*** Opening of Material supplied ***

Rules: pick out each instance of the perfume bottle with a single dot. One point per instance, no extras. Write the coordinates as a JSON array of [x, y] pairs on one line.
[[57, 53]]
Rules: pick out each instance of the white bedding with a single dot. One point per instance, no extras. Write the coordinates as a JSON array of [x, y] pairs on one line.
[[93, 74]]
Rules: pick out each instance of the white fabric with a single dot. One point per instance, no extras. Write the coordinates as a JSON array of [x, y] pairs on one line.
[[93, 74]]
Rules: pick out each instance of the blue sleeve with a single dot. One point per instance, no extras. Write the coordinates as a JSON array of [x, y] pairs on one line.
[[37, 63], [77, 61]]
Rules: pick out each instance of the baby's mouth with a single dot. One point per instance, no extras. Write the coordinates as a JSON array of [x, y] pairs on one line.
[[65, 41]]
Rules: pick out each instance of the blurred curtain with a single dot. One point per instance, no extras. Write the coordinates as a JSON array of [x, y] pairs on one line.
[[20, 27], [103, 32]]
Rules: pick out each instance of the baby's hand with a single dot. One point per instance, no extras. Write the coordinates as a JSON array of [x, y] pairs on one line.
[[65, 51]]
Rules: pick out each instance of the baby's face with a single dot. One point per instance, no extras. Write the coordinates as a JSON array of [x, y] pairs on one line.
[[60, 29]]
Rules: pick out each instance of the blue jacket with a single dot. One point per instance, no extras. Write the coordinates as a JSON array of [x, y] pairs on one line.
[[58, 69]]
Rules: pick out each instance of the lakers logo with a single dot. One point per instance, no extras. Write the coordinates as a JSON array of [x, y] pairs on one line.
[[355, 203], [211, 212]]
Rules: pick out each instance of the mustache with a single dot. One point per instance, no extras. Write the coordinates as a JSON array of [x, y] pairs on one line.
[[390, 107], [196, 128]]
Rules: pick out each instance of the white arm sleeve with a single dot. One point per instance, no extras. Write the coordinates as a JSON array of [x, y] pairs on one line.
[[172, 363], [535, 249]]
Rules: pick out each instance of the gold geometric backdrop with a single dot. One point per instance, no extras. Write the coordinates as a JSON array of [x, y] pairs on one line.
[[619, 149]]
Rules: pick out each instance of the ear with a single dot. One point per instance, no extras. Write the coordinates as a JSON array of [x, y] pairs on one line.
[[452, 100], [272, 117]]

*** Close of Material supplied ***

- Your objective:
Give every line above again, word for word.

- Solution to the exercise:
Rules: pick out each instance of the perfume bottle with a single dot. One point per instance, no extras. Write the coordinates as a JSON array of [x, y] pairs on one line.
[[57, 53]]
Rules: pick out each instance of the white bedding with a single dot. One point per instance, no extras. Write the coordinates as a JSON array of [x, y] pairs on one line.
[[93, 74]]
Rules: pick out each instance of the white fabric with a single dot. One point per instance, no extras. Write the coordinates as a JSON array of [x, y] pairs on one line.
[[93, 74]]
Rules: pick out each instance of the blue sleeve with a single dot. One point per instance, no extras. Write the coordinates as a JSON array of [x, y] pairs on one line.
[[37, 63], [77, 61]]
Rules: pick out each instance of the baby's mouth with a single dot. One point per instance, no extras. Write the coordinates as a JSON array of [x, y] pairs on one line.
[[65, 41]]
Rules: pick out each instance of the blurred curtain with a single dot. One point per instance, no extras. Write the coordinates as a JSON array of [x, y] pairs on one line.
[[20, 27], [103, 32]]
Rules: pick out each instance of the baby's hand with a single dot. One point per instance, no extras. Write the coordinates as a JSON array of [x, y] pairs on one line.
[[65, 51]]
Rules: pick out each instance of the baby's face with a single dot. One point per instance, no extras. Write the coordinates as a JSON array of [x, y] pairs on one line.
[[60, 29]]
Rules: pick out each instance of the blue jacket with a single dot. One point per instance, no extras. Write the coordinates as a JSON array of [x, y] pairs on one line.
[[58, 69]]
Rules: pick out each instance of the lakers logo with a single dot. One point per instance, no extras. Write the coordinates as a JSON array of [x, y] pairs on one line.
[[355, 203], [211, 212]]
Rules: pick out each instance of the mustache with a single dot. One point per instance, no extras. Write the coordinates as a JSON array of [x, y] pairs on one line.
[[390, 107], [196, 128]]
Rules: pick out each instance of the white arm sleeve with a single dot. One point per instance, no extras. Write the coordinates as a JSON array of [x, y] pairs on one line.
[[172, 363], [535, 249]]
Rules: pick out each instance of the gold geometric backdrop with a single dot. One point per instance, no extras. Write the coordinates as a JSON array of [x, y] pairs on one line.
[[619, 149]]
Rules: pick out each instance of the ear with a single dot. One point per instance, no extras. Write the coordinates as a JSON array of [x, y] pairs on one line.
[[452, 100], [272, 117]]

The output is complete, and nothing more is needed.